_Exercise instructions_: Reproduce every record exactly as it appears, but not the pictures.

_Data supplied_:
____________

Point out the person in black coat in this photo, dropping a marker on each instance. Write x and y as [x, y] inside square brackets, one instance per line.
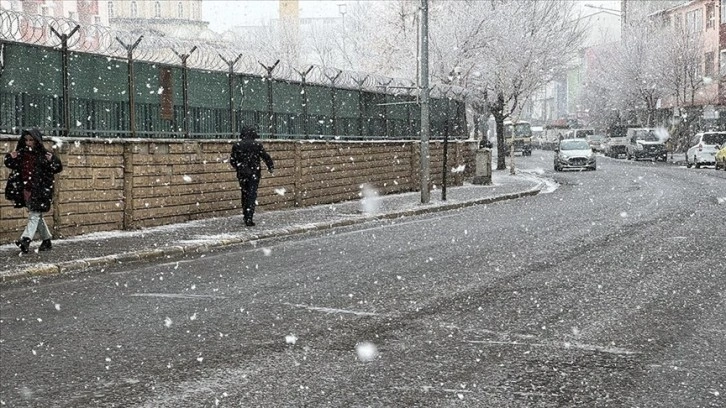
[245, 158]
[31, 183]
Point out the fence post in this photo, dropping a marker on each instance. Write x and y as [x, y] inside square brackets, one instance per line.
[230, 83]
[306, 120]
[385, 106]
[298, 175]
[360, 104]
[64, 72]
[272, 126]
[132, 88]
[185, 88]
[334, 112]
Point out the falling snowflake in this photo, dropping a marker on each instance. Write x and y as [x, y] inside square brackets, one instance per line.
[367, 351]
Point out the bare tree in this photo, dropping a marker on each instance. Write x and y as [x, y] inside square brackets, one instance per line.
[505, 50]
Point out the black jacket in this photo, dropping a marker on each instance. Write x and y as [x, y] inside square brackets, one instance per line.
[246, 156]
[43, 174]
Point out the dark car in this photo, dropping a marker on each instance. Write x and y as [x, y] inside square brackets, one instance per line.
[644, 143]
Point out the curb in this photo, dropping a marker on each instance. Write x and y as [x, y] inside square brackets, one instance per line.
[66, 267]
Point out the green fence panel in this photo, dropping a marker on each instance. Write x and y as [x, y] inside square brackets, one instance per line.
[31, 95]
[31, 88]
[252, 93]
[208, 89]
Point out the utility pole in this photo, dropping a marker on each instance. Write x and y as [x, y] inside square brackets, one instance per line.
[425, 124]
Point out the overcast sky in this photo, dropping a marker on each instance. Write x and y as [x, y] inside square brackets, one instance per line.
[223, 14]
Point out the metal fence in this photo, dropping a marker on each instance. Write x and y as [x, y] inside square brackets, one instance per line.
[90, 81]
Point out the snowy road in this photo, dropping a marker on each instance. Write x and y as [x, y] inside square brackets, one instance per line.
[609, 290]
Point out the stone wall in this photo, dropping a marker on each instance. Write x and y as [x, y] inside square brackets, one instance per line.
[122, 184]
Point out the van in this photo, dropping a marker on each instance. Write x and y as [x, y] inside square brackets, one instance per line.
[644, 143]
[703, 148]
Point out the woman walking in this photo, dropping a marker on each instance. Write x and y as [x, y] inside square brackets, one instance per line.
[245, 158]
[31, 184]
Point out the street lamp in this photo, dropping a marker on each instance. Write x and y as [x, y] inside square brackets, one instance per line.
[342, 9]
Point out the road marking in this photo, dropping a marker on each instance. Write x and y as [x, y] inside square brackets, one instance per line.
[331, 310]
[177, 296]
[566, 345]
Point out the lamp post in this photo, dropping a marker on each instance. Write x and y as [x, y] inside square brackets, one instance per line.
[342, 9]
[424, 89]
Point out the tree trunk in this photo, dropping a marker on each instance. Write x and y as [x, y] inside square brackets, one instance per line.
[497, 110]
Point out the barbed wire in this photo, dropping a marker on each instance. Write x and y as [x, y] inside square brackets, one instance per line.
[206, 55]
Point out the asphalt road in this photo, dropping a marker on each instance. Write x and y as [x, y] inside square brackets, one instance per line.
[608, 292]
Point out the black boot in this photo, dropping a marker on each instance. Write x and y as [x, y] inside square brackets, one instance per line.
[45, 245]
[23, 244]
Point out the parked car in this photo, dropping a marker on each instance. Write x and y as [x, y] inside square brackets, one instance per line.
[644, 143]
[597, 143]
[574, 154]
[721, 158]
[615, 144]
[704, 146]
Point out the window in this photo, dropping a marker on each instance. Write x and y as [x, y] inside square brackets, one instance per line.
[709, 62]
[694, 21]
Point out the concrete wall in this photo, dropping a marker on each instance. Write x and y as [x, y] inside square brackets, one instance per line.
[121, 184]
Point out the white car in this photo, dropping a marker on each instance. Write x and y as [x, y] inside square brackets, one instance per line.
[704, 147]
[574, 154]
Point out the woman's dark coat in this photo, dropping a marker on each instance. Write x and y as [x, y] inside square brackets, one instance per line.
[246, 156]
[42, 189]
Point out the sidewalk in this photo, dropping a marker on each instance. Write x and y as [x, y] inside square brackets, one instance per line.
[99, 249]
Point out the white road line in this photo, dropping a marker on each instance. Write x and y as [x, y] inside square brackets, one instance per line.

____________

_Full response_:
Point out the person in black coat in this photo, dropping a marker on each instance. Write x and y as [x, y] inside square brackets, one instance per line.
[245, 158]
[31, 183]
Point out the fence post in this photo, dropping a marker on each instance. Write x and y as [x, y] inside square brackets, one instance per line.
[230, 83]
[306, 120]
[385, 106]
[298, 175]
[360, 104]
[64, 72]
[272, 126]
[132, 88]
[185, 88]
[334, 112]
Point out the falling snowflake in this photo, dropping a marker on each instance. Write x and y as [x, y] inside square brackets, one instance per line.
[367, 351]
Point out the bare tree in this photo, dropping a marker on each instance. Write x and y as [x, y] inside square brackets, one instance per line.
[505, 50]
Point out the black jacket in this photo, dropping a marker on each instance. Write x and y as [x, y] inside square brackets, one instance per line.
[246, 156]
[43, 174]
Point out the dark car in this photo, dropping a marker on each instance. Write x and y as [x, y] inside square brackets, one instance per line.
[644, 143]
Point out the curb in this photo, dropping a marker on each instance. Write x and y as [x, y] inside square brackets, one instance per line.
[66, 267]
Point out the green fence panel in this photo, dropping a marker on each instance. Write x and y as [x, y] inside square brackets, one instance per line.
[31, 95]
[31, 88]
[252, 93]
[208, 89]
Point out the utility pole in this photo, dropping a marker on each instance. Write x and y as [x, y] inside square brackets, one instance per line.
[425, 124]
Point out the overcast sky in this photo, dropping a marker on each instance. Write x and y as [x, y] inside square brackets, one instance per line.
[223, 14]
Point out the metal fence in this photo, dropping a marker on each instance. Write x and y as [x, y] inside square brackets, one instance per line.
[90, 81]
Point out the snowy road in this photo, dropping a marker on each instance. Write x and y as [x, y] inside square brackets, one instance per line.
[609, 290]
Point out the stone wall in this photo, dropping a marker on each instance. Write x and y as [x, y] inside square brackets, one instance per line.
[122, 184]
Point out the van in this photo, dropping a marker on each instance. Write x and y as [x, y] inside square brackets, one instance per line.
[644, 143]
[703, 148]
Point out the woman walking in this photo, dropping a marker on each instance. Write x and y as [x, y] inside square brackets, one instance per line.
[245, 158]
[31, 184]
Point out the street lamp in this photo, dropping a marker on each instance. Write x and y as [x, y] inside square brackets, one instance per line.
[342, 9]
Point out the road marking in this photo, dropping a marker on each instance. Write x and y as [x, y] inside square brackets, one instance per line.
[331, 310]
[177, 296]
[566, 345]
Point out the lamp post in this photo, dropping a marker on each instance. Write x and y as [x, y] inside square brackets, one instance per line.
[342, 9]
[424, 89]
Point out the tree trunk in this photo, dropping a marker on each instance. Write x and y as [x, y] inside square brackets, one instance per line.
[497, 110]
Point out the barbed wire in this photo, dropping a marker on each instance. Write x and y as [x, y] inside square brackets, one instance per line.
[206, 55]
Point out the asphalt road in this photo, dropping a marker on each instance. Write x and y as [x, y] inside square brackets, one instance per line.
[608, 292]
Point out the black boot in this photo, dropping a marker on each instance. Write x and y as [x, y] inside square brackets, one instance per line.
[45, 245]
[23, 244]
Point out the parked car in this photo, dropping a marker on each instance. Write x and y as [x, y] inside square brackets, one instance per line.
[644, 143]
[597, 143]
[574, 154]
[721, 158]
[615, 144]
[704, 146]
Point out the window in this photo, dropping a marker on each instance. Write x and y as [x, y] inside square brackets, one instance per line.
[709, 62]
[694, 21]
Point out the concrete wall in this photo, dropping a marker on each instance. Write x and y as [x, y] inside square brackets, one instance per line.
[121, 184]
Point out the white car in this photo, dropping a marker on each instance. Write x and y as [x, y] inside square brackets, one instance per line.
[704, 147]
[574, 154]
Point out the woman's dark coat in this photo, dropping a marker on each instance. Write x and y as [x, y] inside square brackets, one instance per line.
[246, 156]
[42, 189]
Point out the sidewalk in this photo, dropping a marker on each instance. Write x and y as [x, y] inside square brackets, one instance per line.
[99, 249]
Point out the white road line in this photo, dropping a marker on each instance. Write x and y as [x, y] inside square brackets, one instance per line.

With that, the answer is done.